Выбранный отрывок:
- - -
Сестре он почти всегда писал, еще в мелиховские времена, или о керосине, или об изразцах; купи фунт свечей, коробку сардинок, заплати какому-нибудь Роману полтора рубля. Появляющейся Книппер не совсем так. «Ночью был пожар, я вставал, смотрел с террасы на огонь и чувствовал себя страшно одиноким».

Но вот в ноябрьском письме сестре есть кое-что и по существу. «Ты пишешь про театр, кружок и всякие соблазны, точно дразнишь; точно не знаешь, какая скука, какой гнет ложиться в 9 ч. вечера, ложиться злым, с сознанием, что идти некуда, поговорить не с кем и работать не для чего, так как всё равно не видишь и не слышишь своей работы».

«Пианино и я — это два предмета в доме, проводящие свое существование беззвучно и недоумевающие, зачем нас здесь поставили, когда на нас некому играть».

Но тут он ошибался. Пианино безмолствовало, а «предмет» как раз здесь и замыслил и написал повесть «В овраге» — украшение нашей литературы.

Суворин был самый даровитый из всего окружения Чехова (кроме Левитана). «Большой человек», говорил о нем Чехов. Письма к Суворину самые интересные из всей чеховской переписки. О том, что Суворин значил для литературной молодости Чехова, уже говорилось.

Но жизнь есть жизнь — вечное перемещение. Друзья приходят и друзья уходят.

Да и вряд ли Чехов особенно кого-нибудь любил. В жизни его на место одних «друзей» без особых драм появляются другие, если не друзья, то заместители.

Беда Суворина была «Новое время», газета пренеприятная. Чехов сам много в ней печатался, но многое и тогда его раздражало, начиная с Буренина. Тон цинический, издевательский никак не мог ему нравиться. И чем дальше, тем больше. «Новое время» — выразитель правительственного и чиновного Петербурга — всё менее ему подходило.

Чехов политикой не занимался, но симпатии свободолюбивые у него были. На Сахалине и на Дальнем Востоке он многое увидал такое, что «Новому времени» тоже не подходило. «Горе сытым, горе богатым, горе заимодавцам» — нововременцы были именно сытые и прихлебатели, как-то они неприятно лоснились.

В девяностых годах медленно, но неуклонно отходил Чехов в другую среду — «Русская мысль», «Русские ведомости» — либеральная интеллигенция того времени. Подошло дело Дрейфуса, подошли студенческие беспорядки. «Новое время» заняло крайнюю позицию. Чехов оказался на одной стороне, Суворин на другой.

В России же вообще «начиналось» нечто. Отживал один век, начинался другой. Страшные потрясения близились.
- - -
Сохранённые записи:
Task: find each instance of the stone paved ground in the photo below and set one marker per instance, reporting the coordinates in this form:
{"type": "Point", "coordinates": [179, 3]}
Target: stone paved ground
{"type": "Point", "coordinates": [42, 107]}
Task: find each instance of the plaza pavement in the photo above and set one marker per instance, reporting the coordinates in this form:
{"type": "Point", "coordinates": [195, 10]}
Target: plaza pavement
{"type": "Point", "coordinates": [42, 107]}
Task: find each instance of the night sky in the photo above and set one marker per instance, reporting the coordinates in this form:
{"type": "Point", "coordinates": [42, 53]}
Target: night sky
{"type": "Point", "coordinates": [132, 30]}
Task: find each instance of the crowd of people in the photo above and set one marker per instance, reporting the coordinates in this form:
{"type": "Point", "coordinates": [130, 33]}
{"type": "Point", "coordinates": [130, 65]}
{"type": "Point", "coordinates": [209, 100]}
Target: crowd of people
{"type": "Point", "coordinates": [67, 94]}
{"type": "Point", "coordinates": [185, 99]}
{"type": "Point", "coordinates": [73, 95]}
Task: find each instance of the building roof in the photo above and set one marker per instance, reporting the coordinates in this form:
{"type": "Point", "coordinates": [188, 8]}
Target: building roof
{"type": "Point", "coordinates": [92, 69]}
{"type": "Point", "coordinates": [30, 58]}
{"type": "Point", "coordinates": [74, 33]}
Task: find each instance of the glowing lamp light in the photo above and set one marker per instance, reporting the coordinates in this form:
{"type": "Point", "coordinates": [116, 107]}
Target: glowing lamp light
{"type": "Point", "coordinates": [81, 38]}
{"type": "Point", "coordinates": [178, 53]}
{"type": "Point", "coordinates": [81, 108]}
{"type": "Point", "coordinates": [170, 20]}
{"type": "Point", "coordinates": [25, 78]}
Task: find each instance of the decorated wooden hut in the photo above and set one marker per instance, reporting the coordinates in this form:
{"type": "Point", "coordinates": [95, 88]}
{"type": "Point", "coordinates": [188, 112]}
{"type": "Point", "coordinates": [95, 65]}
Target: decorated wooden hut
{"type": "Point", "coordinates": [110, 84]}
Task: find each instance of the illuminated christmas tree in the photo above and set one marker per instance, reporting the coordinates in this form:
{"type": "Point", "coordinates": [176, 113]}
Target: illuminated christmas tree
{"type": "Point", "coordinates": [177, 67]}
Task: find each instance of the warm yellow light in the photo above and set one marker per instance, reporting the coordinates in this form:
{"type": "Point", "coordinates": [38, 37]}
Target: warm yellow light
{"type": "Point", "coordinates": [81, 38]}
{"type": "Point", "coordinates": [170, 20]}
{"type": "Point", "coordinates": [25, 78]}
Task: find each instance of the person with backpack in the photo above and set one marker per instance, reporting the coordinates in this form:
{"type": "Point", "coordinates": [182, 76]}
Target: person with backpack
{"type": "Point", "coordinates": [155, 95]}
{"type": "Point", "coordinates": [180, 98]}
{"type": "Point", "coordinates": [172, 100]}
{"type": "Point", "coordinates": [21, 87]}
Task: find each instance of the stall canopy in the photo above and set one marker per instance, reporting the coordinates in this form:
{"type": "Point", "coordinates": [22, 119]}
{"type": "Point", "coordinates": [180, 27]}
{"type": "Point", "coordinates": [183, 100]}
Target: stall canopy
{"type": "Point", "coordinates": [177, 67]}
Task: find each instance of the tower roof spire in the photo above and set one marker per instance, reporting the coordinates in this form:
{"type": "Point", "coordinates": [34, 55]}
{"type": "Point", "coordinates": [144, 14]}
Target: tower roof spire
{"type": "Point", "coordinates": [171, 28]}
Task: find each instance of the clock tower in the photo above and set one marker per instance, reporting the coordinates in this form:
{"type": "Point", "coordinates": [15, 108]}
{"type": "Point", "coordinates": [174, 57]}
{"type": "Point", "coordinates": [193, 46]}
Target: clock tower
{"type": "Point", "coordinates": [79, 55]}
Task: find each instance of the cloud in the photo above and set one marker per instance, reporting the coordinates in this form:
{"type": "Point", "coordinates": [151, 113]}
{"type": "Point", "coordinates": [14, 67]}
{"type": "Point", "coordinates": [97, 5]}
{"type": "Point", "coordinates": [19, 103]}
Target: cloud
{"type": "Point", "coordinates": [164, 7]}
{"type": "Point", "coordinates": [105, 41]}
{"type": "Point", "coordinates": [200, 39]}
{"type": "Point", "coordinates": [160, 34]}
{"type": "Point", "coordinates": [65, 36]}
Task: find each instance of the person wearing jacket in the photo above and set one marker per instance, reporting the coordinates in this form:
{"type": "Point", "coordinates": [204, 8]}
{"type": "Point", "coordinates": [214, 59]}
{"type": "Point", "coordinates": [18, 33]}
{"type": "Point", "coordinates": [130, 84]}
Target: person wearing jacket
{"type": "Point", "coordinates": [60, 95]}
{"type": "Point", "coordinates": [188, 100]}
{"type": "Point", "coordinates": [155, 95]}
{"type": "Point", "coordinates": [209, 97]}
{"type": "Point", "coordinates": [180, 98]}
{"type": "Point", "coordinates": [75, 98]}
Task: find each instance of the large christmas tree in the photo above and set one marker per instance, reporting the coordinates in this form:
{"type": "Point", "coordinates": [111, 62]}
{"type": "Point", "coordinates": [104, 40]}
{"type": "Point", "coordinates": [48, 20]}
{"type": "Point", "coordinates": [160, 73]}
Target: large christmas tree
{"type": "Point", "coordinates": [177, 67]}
- - -
Поставленные задачи:
[1] Сосчитайте строки записей, где встречается слово «crowd», учитывая регистр. В ответе укажите только число.
[2] Продолжите отрывок о Чехове, начав сразу после его последней фразы.

Ответы к упражнениям:
[1] 2

[2]
«Гордо реет буревестник, черной молнии подобный» — трудно представить себе что-нибудь более, пошлое и безвкусное, чем такой «Буревестник» (стихотворение в прозе, с убогим ритмом), но это было роковое произведеньице, как роковым оказался и сам Алексей Максимович Пешков (Горький) — воплощение дешевого романтизма революции. Почва же для революции была. Само «Новое время» готовило ее. А дешевка Горького подходила к тогдашним вкусам. (Что говорить о малых сих: Горьким увлекались Станиславский, Ермолова).

Чехову он, конечно, не нравился, не мог нравиться. Но вот всё-таки Горький с ним познакомился, стал кадить ему, держался как преданный, верный ученик.

Всё это действует, конечно. Да Горький были очень даровит. Из середины выделялся. Много видел, много пережил, не лишен был черт душевности, даже сентиментальности. В некоем смысле Чехову было с ним интересно.

Горький оказался связью Чехова с миром, ему вовсе не подходящим, куда он, собственно, и не вошел, но соприкоснулся: с марксистами. Считал, что они «рыжие» — главный их признак. Бегло упоминает еще о «марксистах с надутыми физиономиями». Но появляются первые марксистские журналы «Начало», «Жизнь» — и в этой «Жизни» повесть Чехова «В овраге». О ней Горький написал восторженную статью.

От Чехова ничего не убавилось, что он напечатал в «Жизни» свою повесть. В некоем роде даже прибавилось. Лишний раз показал он себя как человека: в объявлении журнал выдвинул имя Чехова крупным шрифтом. Как и раньше, в случае сходном, Чехов написал и этому редактору (Поссе): не надо выделять, пусть будет он, как все, как сотоварищи.

Для марксизма могло быть в повести интересно только внешнее: что Цыбукин «кулак», что в его лавке продавали иногда тухлое, что рабочие жили плохо, а фабриканты Хрымины хорошо.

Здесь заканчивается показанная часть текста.